* **Source material**:
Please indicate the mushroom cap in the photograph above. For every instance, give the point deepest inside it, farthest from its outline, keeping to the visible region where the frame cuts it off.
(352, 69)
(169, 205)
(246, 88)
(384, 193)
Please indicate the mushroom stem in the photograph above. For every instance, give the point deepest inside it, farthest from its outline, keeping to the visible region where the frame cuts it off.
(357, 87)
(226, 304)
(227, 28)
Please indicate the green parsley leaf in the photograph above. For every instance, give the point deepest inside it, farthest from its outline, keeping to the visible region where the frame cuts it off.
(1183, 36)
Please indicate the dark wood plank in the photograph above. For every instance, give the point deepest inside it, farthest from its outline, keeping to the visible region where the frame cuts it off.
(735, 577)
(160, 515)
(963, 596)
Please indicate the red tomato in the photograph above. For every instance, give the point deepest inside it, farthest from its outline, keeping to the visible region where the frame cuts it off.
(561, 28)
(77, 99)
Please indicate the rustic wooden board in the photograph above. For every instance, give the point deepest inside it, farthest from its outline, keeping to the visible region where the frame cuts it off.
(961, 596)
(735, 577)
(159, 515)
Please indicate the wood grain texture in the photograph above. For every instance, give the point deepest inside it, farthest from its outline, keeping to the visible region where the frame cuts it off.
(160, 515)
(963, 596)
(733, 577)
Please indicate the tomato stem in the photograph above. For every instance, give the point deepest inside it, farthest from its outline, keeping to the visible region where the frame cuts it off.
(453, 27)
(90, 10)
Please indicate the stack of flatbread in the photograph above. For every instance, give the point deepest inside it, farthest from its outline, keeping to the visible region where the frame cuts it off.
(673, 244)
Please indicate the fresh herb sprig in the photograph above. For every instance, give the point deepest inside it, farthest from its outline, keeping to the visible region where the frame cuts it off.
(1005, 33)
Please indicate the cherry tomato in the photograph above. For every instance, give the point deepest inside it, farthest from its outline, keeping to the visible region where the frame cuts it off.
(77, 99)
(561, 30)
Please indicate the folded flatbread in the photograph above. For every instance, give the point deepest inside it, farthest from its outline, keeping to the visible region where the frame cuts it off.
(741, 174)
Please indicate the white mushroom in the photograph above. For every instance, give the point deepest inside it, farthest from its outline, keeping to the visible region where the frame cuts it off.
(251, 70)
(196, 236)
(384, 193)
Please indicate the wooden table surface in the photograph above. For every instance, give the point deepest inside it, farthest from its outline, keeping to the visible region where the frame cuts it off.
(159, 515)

* **What needs to be done**: Keeping each word as given, write out the material above.

* **Response box**:
Please indicate the mushroom cap in the photograph above. For every instance, give the point deepest inside it, farthest from its outline, keeping to the visible region where the frame cuts it off.
(352, 69)
(169, 205)
(246, 88)
(384, 193)
Please indicate the mushroom stem in the photograph above. For every instance, give the point deepest inside it, farthest from its outline, keeping to the visible region where the frame cuts it off.
(357, 87)
(226, 304)
(227, 28)
Please indicate the green parsley leaf in the photograph above. For every instance, give the point deepest inside it, farthest from its outline, keeping to the visible region where the frame cuts it off.
(1183, 36)
Please indicate the dark wood plank in the photograph above. For every instance, give the point deepest inside it, farthest from its outline, keeping to the visible region where the frame cuts it off.
(735, 577)
(160, 515)
(963, 596)
Please indicate the red tomato in the photograph above. For every instance, give the point deepest inside it, farthest from its outline, keeping to the visible region where the frame cuts it off.
(561, 28)
(77, 99)
Please indicate the rustic wooden board in the photograph above. For every instance, give the point deepest inside it, farthest from its outline, keeping to the visible region where the frame cuts it off.
(961, 596)
(735, 577)
(159, 515)
Please indicate the wood grain texture in the photograph above. For every instance, give the point deepest inside it, farthest from its outline, keeping to the visible region where the frame cuts it off.
(160, 515)
(963, 596)
(733, 577)
Please indicate the tomato stem in the photograph above. For every instance, give the point deepest inside it, farthest from its outline, keeping to the visible region where the frame cuts it off.
(453, 27)
(90, 10)
Please indicate the stack of flatbread in the photograph above. For every instance, give the point deepest inside it, farthest from its outline, keeping to the visible region where the frame cuts it off.
(673, 244)
Please indicate the fresh herb sprig in the photograph above. For every instance, give the point deepest inside it, farthest from its outline, keeping to the visible region where the frame cuts it off.
(1005, 33)
Please indicate the cherry tomato in the photograph above. For every instance, give the point deepest inside it, farthest from its outline, keeping to the visible region where the frame cuts it off.
(77, 99)
(561, 30)
Please indicate the folded flatbread in the photograph above. For every instance, give the point deepest inside it, farthest from its outline, keeping to the visible region where the frame cuts it off.
(741, 174)
Please indicate the white mushroom in the photograph above. For every instance, give the point deepest inside it, farthest from its outline, keeping to the visible region where the frame cuts it off.
(251, 70)
(196, 236)
(384, 193)
Please indicate the wooden table surface in the photograph above. For every instance, give the point deepest inside it, farthest from its outline, keeping to the visible region where the frame cuts it off.
(159, 515)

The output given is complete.